### [About this task]
Find the line holding "Scan for white" in the entries below. Give it again exactly, along with every line after it up to and including the line holding "Scan for horse leg.".

(Stored entries)
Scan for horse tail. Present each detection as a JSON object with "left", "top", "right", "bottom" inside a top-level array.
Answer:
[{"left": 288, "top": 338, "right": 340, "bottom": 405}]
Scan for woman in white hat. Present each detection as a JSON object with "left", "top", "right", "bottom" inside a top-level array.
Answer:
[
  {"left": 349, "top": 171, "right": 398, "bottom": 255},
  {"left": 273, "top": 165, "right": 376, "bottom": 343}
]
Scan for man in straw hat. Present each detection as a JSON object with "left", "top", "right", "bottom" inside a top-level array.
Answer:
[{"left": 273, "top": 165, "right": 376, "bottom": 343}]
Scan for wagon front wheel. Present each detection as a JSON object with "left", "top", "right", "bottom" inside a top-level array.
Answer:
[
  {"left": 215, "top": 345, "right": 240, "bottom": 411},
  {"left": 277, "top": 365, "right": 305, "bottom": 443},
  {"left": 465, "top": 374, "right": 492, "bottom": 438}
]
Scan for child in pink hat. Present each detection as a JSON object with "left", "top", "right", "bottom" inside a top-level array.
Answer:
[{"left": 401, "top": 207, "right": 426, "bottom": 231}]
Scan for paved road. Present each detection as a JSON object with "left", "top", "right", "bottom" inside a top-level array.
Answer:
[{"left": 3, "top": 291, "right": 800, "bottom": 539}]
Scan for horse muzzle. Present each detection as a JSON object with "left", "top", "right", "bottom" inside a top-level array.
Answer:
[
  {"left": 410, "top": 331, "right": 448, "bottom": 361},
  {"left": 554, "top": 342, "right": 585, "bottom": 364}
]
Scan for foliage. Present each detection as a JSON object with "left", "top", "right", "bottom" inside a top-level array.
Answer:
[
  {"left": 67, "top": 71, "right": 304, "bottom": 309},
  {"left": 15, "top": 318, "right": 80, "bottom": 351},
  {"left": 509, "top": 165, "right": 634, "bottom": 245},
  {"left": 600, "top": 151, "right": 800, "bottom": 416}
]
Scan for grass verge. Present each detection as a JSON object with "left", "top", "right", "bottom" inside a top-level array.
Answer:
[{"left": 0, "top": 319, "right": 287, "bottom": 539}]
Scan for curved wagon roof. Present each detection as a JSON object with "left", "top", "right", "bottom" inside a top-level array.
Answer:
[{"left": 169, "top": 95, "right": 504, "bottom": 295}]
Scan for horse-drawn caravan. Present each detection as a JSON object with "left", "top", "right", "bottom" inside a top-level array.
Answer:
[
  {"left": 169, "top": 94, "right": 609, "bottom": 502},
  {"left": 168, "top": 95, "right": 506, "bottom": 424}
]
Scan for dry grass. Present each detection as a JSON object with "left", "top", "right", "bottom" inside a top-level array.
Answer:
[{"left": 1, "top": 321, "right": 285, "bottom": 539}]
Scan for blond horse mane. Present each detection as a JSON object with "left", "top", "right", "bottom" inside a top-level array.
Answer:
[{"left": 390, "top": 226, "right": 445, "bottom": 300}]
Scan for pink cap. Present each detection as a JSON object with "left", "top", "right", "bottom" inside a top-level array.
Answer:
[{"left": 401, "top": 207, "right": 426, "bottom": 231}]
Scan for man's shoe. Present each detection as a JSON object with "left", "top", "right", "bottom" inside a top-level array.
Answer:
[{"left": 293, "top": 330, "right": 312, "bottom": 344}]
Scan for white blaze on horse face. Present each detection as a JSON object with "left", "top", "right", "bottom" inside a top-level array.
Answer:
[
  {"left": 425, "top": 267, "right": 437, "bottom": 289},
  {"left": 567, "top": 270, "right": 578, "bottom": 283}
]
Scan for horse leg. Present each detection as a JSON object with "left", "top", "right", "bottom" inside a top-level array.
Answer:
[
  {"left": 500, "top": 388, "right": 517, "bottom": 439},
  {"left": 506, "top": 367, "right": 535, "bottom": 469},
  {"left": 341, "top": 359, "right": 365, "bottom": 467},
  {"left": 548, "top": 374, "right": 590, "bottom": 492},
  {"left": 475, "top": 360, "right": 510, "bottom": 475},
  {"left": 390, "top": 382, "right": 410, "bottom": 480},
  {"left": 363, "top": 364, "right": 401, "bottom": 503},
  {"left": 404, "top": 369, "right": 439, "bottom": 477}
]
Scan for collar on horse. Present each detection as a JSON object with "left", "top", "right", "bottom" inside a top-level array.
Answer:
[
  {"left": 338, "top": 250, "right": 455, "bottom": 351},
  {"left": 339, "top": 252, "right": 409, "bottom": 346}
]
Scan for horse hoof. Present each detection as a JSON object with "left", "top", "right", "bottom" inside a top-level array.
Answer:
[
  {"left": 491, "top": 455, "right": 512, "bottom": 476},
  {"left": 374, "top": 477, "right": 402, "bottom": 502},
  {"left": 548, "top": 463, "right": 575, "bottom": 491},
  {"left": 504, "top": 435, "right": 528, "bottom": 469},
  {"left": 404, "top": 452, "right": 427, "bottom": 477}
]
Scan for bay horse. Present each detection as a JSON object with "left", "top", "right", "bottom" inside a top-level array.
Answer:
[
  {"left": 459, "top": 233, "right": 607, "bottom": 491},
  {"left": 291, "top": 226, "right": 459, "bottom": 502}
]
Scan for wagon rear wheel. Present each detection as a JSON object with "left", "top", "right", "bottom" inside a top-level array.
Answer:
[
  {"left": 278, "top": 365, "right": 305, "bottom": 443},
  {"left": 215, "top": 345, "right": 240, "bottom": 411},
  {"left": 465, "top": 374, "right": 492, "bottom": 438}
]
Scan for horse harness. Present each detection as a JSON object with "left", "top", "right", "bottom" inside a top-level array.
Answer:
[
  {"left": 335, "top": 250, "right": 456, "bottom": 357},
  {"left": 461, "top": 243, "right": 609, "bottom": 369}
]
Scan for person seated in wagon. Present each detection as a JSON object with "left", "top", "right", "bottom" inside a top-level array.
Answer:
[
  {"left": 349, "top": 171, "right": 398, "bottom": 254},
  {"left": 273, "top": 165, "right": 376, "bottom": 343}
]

--

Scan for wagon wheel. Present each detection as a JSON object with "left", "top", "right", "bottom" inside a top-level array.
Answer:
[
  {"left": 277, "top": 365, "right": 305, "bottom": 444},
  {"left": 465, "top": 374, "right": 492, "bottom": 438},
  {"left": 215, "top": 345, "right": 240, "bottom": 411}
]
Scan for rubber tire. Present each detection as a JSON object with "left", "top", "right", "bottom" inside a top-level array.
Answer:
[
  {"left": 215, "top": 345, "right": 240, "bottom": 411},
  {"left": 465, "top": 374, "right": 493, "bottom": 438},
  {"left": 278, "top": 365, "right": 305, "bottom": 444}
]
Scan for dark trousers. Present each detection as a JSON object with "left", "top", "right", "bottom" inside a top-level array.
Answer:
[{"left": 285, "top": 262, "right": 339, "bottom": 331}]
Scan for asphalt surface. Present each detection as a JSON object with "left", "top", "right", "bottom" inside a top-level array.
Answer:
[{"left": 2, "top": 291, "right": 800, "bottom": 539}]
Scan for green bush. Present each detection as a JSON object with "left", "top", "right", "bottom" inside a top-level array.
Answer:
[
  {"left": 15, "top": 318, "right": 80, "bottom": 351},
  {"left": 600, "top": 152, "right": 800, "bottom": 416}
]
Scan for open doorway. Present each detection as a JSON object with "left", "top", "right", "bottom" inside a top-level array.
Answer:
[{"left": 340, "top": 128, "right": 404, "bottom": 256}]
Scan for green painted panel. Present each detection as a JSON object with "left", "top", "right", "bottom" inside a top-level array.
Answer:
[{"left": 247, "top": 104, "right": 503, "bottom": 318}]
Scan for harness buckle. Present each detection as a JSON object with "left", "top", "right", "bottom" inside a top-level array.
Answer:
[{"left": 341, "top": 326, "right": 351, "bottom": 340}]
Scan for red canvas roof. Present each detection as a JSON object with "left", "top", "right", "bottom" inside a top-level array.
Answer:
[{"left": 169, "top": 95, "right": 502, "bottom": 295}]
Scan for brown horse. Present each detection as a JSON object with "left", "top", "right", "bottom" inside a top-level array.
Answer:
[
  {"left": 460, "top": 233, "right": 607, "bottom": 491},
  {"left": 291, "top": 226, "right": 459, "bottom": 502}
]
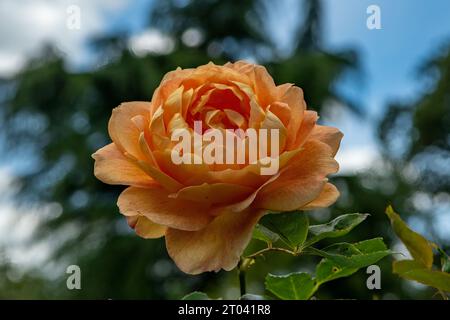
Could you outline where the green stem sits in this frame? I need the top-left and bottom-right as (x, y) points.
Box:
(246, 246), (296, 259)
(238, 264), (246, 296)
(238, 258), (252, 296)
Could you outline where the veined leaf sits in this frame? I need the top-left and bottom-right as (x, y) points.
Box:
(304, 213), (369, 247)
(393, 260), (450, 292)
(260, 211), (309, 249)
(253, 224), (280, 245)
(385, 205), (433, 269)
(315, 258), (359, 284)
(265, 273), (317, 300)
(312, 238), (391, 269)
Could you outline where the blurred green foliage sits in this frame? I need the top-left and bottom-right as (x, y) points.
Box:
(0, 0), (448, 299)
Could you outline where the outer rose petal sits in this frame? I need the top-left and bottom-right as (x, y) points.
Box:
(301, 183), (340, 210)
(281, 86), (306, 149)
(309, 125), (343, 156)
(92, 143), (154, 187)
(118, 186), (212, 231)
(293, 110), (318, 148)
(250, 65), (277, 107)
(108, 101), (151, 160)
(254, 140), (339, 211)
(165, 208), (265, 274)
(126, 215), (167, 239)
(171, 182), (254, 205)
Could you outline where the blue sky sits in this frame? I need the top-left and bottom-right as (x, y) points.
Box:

--

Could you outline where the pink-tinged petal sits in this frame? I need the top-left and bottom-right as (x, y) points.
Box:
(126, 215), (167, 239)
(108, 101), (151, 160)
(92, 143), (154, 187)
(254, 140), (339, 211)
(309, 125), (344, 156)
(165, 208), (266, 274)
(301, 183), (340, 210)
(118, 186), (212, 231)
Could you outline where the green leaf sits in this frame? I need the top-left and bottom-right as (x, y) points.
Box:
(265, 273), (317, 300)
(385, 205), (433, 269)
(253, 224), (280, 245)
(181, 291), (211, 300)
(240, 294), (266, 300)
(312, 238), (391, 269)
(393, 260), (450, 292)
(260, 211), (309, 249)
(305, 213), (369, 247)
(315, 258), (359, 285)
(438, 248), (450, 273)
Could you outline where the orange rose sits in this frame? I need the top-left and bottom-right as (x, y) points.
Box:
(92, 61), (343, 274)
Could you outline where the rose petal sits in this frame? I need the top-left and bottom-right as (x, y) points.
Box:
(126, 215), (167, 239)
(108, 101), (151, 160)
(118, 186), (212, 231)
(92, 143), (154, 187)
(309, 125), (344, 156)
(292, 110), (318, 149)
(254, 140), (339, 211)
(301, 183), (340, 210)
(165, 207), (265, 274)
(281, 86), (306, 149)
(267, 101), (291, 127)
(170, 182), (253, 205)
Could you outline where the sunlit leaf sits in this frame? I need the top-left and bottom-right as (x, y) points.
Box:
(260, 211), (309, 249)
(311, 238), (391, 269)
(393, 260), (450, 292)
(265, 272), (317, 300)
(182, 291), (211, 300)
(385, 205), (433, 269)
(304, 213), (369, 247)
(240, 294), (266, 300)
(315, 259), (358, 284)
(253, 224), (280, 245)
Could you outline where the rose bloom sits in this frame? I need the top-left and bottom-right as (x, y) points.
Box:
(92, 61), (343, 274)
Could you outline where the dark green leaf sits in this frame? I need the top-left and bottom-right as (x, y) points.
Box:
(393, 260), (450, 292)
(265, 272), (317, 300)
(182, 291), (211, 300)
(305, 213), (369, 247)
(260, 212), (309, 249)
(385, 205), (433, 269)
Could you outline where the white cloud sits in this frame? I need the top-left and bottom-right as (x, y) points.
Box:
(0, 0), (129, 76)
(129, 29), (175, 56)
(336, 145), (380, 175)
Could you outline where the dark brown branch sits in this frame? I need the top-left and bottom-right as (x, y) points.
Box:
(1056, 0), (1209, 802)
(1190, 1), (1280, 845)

### [Answer section]
Scan for white blaze on horse face. Present each detection as a JSON object with "left", "top", "right", "bottom" inside a top-level array.
Answer:
[
  {"left": 425, "top": 267, "right": 437, "bottom": 289},
  {"left": 567, "top": 270, "right": 578, "bottom": 283}
]
Scan for horse leg. Present each detection as a JSON object with "left", "top", "right", "bottom" inside a top-level array.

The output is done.